Dataset items
* * * * *
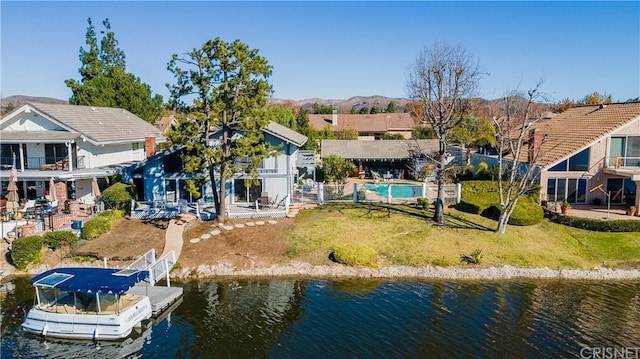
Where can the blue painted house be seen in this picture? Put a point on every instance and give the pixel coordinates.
(160, 178)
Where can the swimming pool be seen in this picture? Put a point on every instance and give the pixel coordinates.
(397, 190)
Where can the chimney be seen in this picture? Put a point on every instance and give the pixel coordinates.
(149, 146)
(535, 142)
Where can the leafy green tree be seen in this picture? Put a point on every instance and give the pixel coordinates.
(228, 84)
(391, 107)
(471, 132)
(279, 114)
(337, 169)
(105, 82)
(423, 133)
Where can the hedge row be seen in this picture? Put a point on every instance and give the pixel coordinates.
(57, 239)
(481, 197)
(619, 225)
(26, 250)
(101, 224)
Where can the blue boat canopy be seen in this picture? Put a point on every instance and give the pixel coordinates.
(90, 280)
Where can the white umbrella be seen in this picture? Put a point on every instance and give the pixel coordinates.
(52, 190)
(12, 188)
(95, 189)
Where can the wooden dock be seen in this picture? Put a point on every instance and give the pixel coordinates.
(161, 297)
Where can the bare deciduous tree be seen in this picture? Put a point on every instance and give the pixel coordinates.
(519, 145)
(440, 81)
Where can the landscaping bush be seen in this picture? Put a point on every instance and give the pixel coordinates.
(112, 214)
(481, 197)
(474, 258)
(97, 226)
(57, 239)
(423, 202)
(26, 250)
(356, 254)
(620, 225)
(119, 196)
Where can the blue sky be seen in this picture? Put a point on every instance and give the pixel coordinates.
(336, 50)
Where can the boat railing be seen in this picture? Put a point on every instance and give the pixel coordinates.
(145, 261)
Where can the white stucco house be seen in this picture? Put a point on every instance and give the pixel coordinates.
(71, 144)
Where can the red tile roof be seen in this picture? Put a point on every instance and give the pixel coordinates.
(576, 128)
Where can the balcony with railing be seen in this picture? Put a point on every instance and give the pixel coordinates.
(56, 163)
(624, 162)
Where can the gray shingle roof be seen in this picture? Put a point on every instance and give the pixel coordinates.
(286, 133)
(375, 150)
(100, 124)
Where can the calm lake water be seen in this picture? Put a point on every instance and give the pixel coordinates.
(362, 319)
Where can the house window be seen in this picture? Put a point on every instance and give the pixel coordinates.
(578, 162)
(54, 152)
(624, 151)
(572, 190)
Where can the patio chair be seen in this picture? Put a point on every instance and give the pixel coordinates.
(29, 207)
(264, 202)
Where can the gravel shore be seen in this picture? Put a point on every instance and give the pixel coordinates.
(306, 270)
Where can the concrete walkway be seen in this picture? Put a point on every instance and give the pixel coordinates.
(173, 236)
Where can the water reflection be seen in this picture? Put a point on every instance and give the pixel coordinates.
(362, 318)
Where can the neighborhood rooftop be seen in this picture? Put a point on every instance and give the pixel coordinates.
(381, 122)
(97, 124)
(376, 150)
(578, 127)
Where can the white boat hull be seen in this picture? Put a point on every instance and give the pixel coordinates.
(87, 325)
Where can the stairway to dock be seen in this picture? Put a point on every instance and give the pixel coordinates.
(161, 297)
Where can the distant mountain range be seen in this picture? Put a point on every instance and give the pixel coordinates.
(344, 106)
(356, 102)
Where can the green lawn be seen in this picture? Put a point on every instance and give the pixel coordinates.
(403, 235)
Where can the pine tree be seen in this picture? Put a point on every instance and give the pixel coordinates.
(229, 82)
(105, 82)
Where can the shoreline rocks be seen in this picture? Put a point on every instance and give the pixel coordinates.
(338, 271)
(308, 271)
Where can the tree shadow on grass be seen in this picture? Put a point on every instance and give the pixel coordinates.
(385, 210)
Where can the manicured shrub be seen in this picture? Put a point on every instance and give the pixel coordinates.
(95, 227)
(620, 225)
(119, 196)
(25, 251)
(356, 254)
(57, 239)
(481, 197)
(474, 258)
(112, 214)
(423, 202)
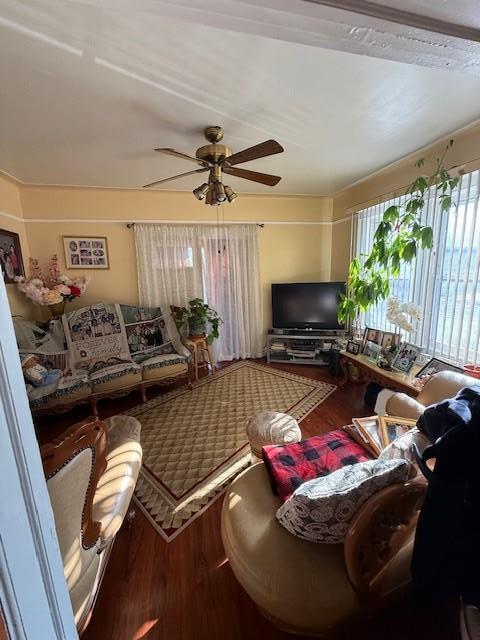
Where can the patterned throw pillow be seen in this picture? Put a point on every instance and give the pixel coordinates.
(320, 510)
(402, 447)
(147, 332)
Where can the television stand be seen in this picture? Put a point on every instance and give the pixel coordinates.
(301, 347)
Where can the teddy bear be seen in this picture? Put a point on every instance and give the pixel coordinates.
(36, 374)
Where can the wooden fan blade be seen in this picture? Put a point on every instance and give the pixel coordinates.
(263, 178)
(267, 148)
(180, 175)
(178, 154)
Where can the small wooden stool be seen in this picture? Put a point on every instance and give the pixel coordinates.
(201, 354)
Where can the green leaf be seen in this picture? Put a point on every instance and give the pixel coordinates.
(409, 250)
(391, 214)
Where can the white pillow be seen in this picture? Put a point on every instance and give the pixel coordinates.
(320, 510)
(402, 446)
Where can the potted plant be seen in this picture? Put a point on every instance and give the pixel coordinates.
(398, 237)
(52, 291)
(200, 319)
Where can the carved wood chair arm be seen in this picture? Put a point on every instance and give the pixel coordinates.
(383, 525)
(90, 433)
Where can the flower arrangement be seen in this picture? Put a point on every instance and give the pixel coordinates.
(402, 314)
(51, 290)
(200, 319)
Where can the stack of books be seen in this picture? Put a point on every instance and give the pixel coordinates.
(301, 349)
(377, 432)
(278, 350)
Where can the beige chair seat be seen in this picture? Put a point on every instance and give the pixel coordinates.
(164, 366)
(91, 474)
(443, 385)
(271, 427)
(301, 585)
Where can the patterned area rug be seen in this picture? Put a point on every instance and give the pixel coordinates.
(194, 442)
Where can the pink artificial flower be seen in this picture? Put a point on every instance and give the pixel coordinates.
(35, 270)
(63, 289)
(54, 271)
(52, 297)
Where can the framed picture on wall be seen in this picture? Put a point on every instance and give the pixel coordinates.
(86, 252)
(11, 262)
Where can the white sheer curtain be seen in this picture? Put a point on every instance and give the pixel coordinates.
(217, 263)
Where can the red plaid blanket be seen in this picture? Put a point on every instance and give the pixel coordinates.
(292, 464)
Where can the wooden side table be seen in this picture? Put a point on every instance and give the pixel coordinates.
(371, 373)
(201, 353)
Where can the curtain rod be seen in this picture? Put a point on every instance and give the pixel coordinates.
(131, 225)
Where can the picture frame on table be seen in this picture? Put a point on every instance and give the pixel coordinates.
(389, 339)
(393, 427)
(406, 357)
(86, 252)
(371, 431)
(353, 347)
(371, 350)
(434, 365)
(11, 261)
(372, 335)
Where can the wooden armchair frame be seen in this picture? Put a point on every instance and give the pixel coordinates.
(90, 433)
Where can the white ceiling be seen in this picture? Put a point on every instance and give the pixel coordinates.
(87, 90)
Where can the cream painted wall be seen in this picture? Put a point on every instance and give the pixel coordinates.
(11, 220)
(393, 181)
(288, 252)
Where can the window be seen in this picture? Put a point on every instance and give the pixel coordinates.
(444, 282)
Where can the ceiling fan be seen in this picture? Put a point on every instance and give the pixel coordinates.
(218, 159)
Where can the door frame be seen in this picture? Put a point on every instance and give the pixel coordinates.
(33, 593)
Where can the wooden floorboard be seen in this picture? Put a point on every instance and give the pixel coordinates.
(185, 590)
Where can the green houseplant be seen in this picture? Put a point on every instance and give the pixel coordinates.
(397, 239)
(199, 318)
* * * * *
**Exercise prompt:** Copy every line of the listing above word for word, leaving out the pictures.

**Final answer:**
Where can the blue painted house be seen in this picture? Put a point on every instance and give the pixel coordinates.
(160, 178)
Where can the swimming pool be seen in this picture? Put a point on every instance and give the pixel coordinates.
(397, 190)
Where can the chimney be seen in this picture? Put a point on every instance and give the pixel coordinates.
(149, 146)
(535, 142)
Where can the leafy green tree be seen in this picture? Put a point on every instance and give the pixel coordinates.
(228, 84)
(391, 107)
(471, 132)
(279, 114)
(337, 169)
(105, 82)
(423, 133)
Where can the hedge row be seen in this picture? Put a point on every instance and give the pixel coordinates.
(57, 239)
(481, 197)
(619, 225)
(26, 250)
(101, 224)
Where can the blue boat canopy be seen in this picture? Put a point on every instance and give the pixel coordinates.
(90, 280)
Where can the white umbrella be seen in this picture? Put a point on every instance and give the pixel coordinates.
(52, 190)
(12, 188)
(95, 189)
Where can the wooden dock be seen in this picture? Put a point on every instance and give the pixel coordinates.
(161, 297)
Where can the bare deciduous tree be seen in this picture? Put a point on every instance and give the pixel coordinates.
(519, 145)
(440, 81)
Where can the landscaping bush be seen in this picture? Put a point on every instance and give the pixel coordinates.
(112, 214)
(481, 197)
(474, 258)
(97, 226)
(57, 239)
(423, 202)
(26, 250)
(356, 254)
(620, 225)
(119, 196)
Where can the blue sky be seen in this picture? Put a point on every instance and give the pixel coordinates.
(336, 50)
Where can the boat railing be seen in this picture? Put a point on every instance and give the pixel coordinates.
(145, 261)
Where can the white stucco house be seen in this picture? Put a point on every instance and give the pixel coordinates.
(71, 144)
Where can the red tile roof be seen in this picture? Put a point on every instance and give the pixel coordinates.
(576, 128)
Where can the balcony with railing be seen in this picture? Put a point on every instance and give the pixel coordinates.
(56, 163)
(624, 162)
Where can the gray shingle roof be seen in this picture? Put a point on every instance and give the pixel coordinates.
(286, 133)
(375, 150)
(100, 124)
Where can the calm lake water be seen in this picture? Put a point on every instance and give the pixel coordinates.
(362, 319)
Where can the house window be seen in this picture? Put a point on every instance and give the pixel coordinates.
(578, 162)
(54, 152)
(624, 151)
(572, 190)
Where can the patio chair be seen in this picture? Put a point on every instance and give the pixel coordinates.
(29, 207)
(264, 202)
Where can the gravel shore be seen in this picture? Put a point on every instance and give the pixel coordinates.
(306, 270)
Where can the concrete walkway be seen in this picture? Put a point on every instance and give the pixel coordinates.
(173, 236)
Where can the water reflection be seen in this picture? Put a point on every instance and give the pixel coordinates.
(362, 318)
Where can the neighborhood rooftop be seen in this picture? Put a point on every instance and give the pixel coordinates.
(381, 122)
(97, 124)
(376, 150)
(578, 127)
Where can the white boat hull be seen in this picture? Put a point on every instance and give the pixel coordinates.
(87, 325)
Where can the stairway to dock be seen in this picture? Put a point on every instance and give the pixel coordinates.
(161, 297)
Where can the distant mountain range be seen in this picture? Put a point on every instance and give the pixel coordinates.
(344, 106)
(356, 102)
Where can the green lawn be seen in this picture? Put a point on every instance and give the pixel coordinates.
(403, 235)
Where can the pine tree be seen in this picture? Put a point on every instance and give the pixel coordinates.
(229, 82)
(105, 82)
Where can the shoreline rocks be seen in this picture? Put a point on every instance and give the pixel coordinates.
(338, 271)
(308, 271)
Where can the tree shadow on grass be seen in this picture? Put a point on every instance and give the pixel coordinates.
(385, 210)
Where can the manicured shrub be seen in this picture? Put a point on every instance and give the pixel coordinates.
(95, 227)
(620, 225)
(119, 196)
(25, 251)
(356, 254)
(57, 239)
(481, 197)
(474, 258)
(112, 214)
(423, 202)
Where can the patterned throw pillow be seen in this picture? Put a point on every instance and give the pixel coordinates.
(320, 510)
(402, 447)
(147, 332)
Where can the television stand be seen in this picture? Put a point on every instance and give the pixel coordinates.
(301, 347)
Where can the teddy bear be seen in this picture? Put a point on every instance and give the pixel coordinates.
(36, 374)
Where can the wooden fan blade be seen in this picture? Put a point on every instance and give the pixel coordinates.
(263, 178)
(267, 148)
(180, 175)
(178, 154)
Where can the small wooden stool be seen in this picture? Put a point on every instance and give the pixel coordinates.
(201, 354)
Where can the green leaf be seen in this picture? Put a point on every instance and give the pixel coordinates.
(409, 250)
(391, 214)
Where can the white pillow be seen in this picture? Put a point on every instance and give the pixel coordinates.
(320, 510)
(402, 446)
Where can the potted plant be seen in this picture? Put a point on every instance and give the pixel coordinates.
(398, 237)
(52, 291)
(200, 319)
Where can the carved wood chair arm be seen in this picture? Put a point on every instance and give the pixel coordinates.
(383, 525)
(90, 433)
Where can the flower arrangement be seen in this picture? Put a point on every instance and give the pixel coordinates.
(402, 314)
(51, 290)
(200, 319)
Where can the stack of books be seen in this picture? Put a point on every instance and give the pixel coordinates.
(301, 349)
(377, 432)
(278, 350)
Where can the beige chair seat be seen in this picture? Put a point on every instance and give the pixel coordinates.
(164, 366)
(91, 474)
(443, 385)
(271, 427)
(301, 585)
Where can the patterned area rug be seen in this picture? Put a point on every instance and give the pixel coordinates.
(194, 442)
Where can the pink artificial flower be seen in this picture? Put a point on every instance and give the pixel coordinates.
(35, 270)
(63, 289)
(54, 271)
(52, 297)
Where can the framed picture on wall be seen in this picture? Put a point on every instance and give the pixel coordinates.
(86, 252)
(11, 262)
Where can the white sheer curtain be seen in this picture? Put a point on every instance and give the pixel coordinates.
(217, 263)
Where can the red plaid blanket be seen in this picture? Put a point on every instance and give the pixel coordinates.
(292, 464)
Where can the wooden side table be seen in this picture? Put a point on every instance and give the pixel coordinates.
(371, 373)
(201, 353)
Where can the curtain rod be seen in this picture? Put a point on every instance and give the pixel coordinates.
(131, 225)
Where can the picture frame on table be seen in this picture? Put a point on every instance and give the pixel coordinates.
(389, 339)
(393, 427)
(406, 357)
(86, 252)
(371, 431)
(353, 347)
(371, 350)
(434, 365)
(11, 261)
(372, 335)
Where can the wooden armchair frame be seen in this picture? Put a point on every instance and give the pixel coordinates.
(90, 433)
Where can the white ceiling be seen in this picture? Put a point on every instance and give the pixel coordinates.
(87, 90)
Where can the cream painted wall be seen in this picture? Put a point on every instance and give the pixel coordinates.
(11, 220)
(393, 181)
(288, 252)
Where can the window be seen in this picture? Put a point on every instance and give the pixel coordinates.
(444, 282)
Where can the ceiling fan be seen in this picture? Put a point on every instance and give the pixel coordinates.
(218, 159)
Where can the door frame be seen in this picture? Put a point on every instance and give the pixel coordinates.
(33, 593)
Where can the wooden floorboard be seen in this picture? Put a point on every instance and give the pixel coordinates.
(185, 590)
Where can the green houseplant be seen in this picture? Put a point on every instance and give the pixel coordinates.
(397, 239)
(199, 318)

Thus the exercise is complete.